WHAT TO DO
1. Using the article on customer devotion, decide whether each statement agrees with it: (a) Harley devotees believe no technologically better bikes exist; (b) devoted customers help correct what caused a mistake; (c) some Starbucks devotees refuse to drink any other coffee. Answer yes or no for each, and quote the deciding words of the article.
2. In the article on customer devotion, what color are the Ritz-Carlton signature accessories that devoted guests keep in their homes?
3. Carry the article on customer devotion on from its last paragraph.

── SOURCE

By Chip R. Bell and Bilijack R. BellThursday, 6th July 2006
There are people who gleefully pay five bucks for a cup of Starbucks coffee - gratefully pay hundreds of dollars to stay at a Ritz-Carlton Hotel and loyally spend twenty-five grand for a Harley-Davidson motorcycle they wait a long time to get! Where's the logic? Customer devotion launches rational economics straight into the stratosphere.
Devotion to Starbucks, Ritz-Carlton or Harley-Davidson is not about a beverage, hotel or transportation. It's about an experience - an experience as profound and unmistakable as a schoolboy smitten for the first time! Granted, the product or outcome must be very good, but not necessarily perfect. Harley devotees grudgingly acknowledge there really are technologically better bikes. But neither Suzuki nor BMW can match the gratification of a Harley owner on a Sunday afternoon ride with other loyalists. Devotion springs from something else.
Customers who are devoted to your unit or organization act very different from customers who are simply loyal. The passionately devoted customer not only forgives you when you err, they help you correct what caused the mistake. They don't just recommend you; they assertively insist their friends do business with you. They vehemently defend you when others are critical. Even if there is a good reason for the criticism, they quickly dismiss it as an aberration or an exception.
And some take devotion even further. Some Starbucks devotees refuse to drink any other coffee. Some devoted customers of Harley-Davidson tattoo the company logo on their bodies. Devoted guests of Ritz-Carlton Hotels proudly wear Ritz-Carlton-logoed clothes…and have the hotel chain's signature cobalt blue accessories in their homes. In these instances, magnetic service has forged a connection that becomes a part of the customer's identity and life expression.

────
── DATA SECTION

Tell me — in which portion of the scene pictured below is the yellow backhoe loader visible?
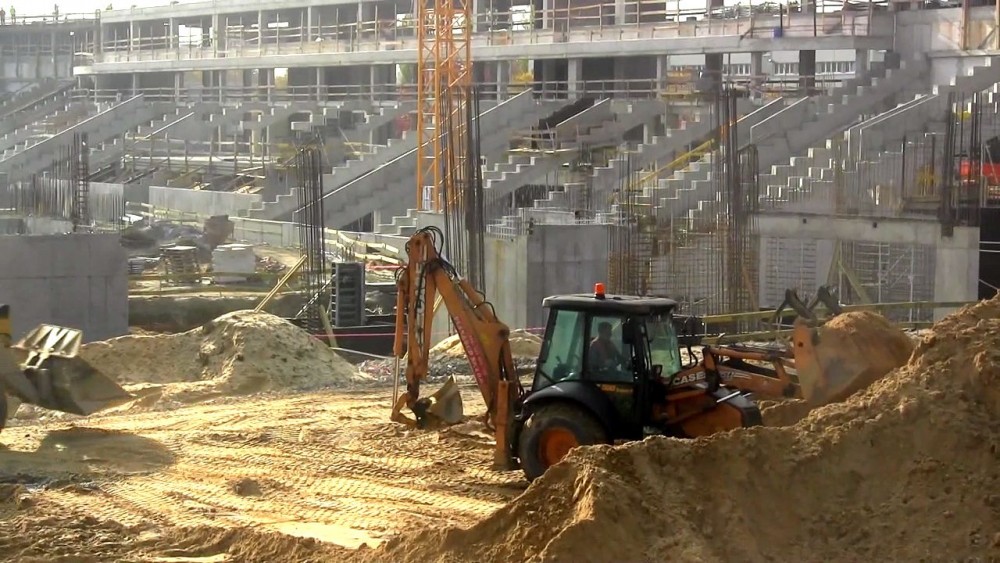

────

IN RESPONSE
1.
(a) No: "Harley devotees grudgingly acknowledge there really are technologically better bikes."
(b) Yes: "they help you correct what caused the mistake."
(c) Yes: "Some Starbucks devotees refuse to drink any other coffee."

2. Cobalt blue.

3.
Figuring out how to attract passionate devotion is not a simple process. The discovery of our seven secrets of magnetic service came through intense study of a number of cult-like brands. We studied companies as diverse as USAA Insurance, Universal Studios, Ritz-Carlton Hotels, the Mansion at Turtle Creek Hotel and Restaurant, Sewell Village Cadillac, and Harley-Davidson Motor Company - all organizations that have a very large share of groupies. Our intent was to look for patterns or practices that seemed to yield customer devotion.
Whether posh or penny-pinching, the difference between remarkable and run of the mill lay not with the price the customer was required to pay but rather the value the customer felt privileged to experience. We also found that though these companies used their own vocabulary to describe their approach, their values and practices were quite similar and transferable in principle to many other kinds of organizations. These shared stories led us to seven secrets for creating passionately devoted customers.
Secret # 1: Make Trust a Verb
The rock-bottom basis of magnetic service is trust, but the basis of customer trust is always changing. Every experience the customer has with any service provider alters the standard for every other service provider. Magnetic service is malleable and agile enough to stay up with the customer's evolving requirements for trust. Trust is also multifaceted. It comes in part from a belief that a great service experience was not serendipity. While customers may be infatuated by an enchanting fluke, their ongoing allegiance is anchored to pursuit of experiences they feel can be replicated time and time again.
Trust starts with authenticity -- we trust another when we perceive his or her motives are genuine or credible. Trust emanates from communication that contains crystal clear content as well as empathic "I care about you" consideration. Trust comes from a track record of promises made paralleled with promises kept. Trust is made of demonstrated competence that leaves customers assured they are dealing with someone with the capacity to perform. Magnetic service providers work to honor and demonstrate all these features of trust in their relationships with customers.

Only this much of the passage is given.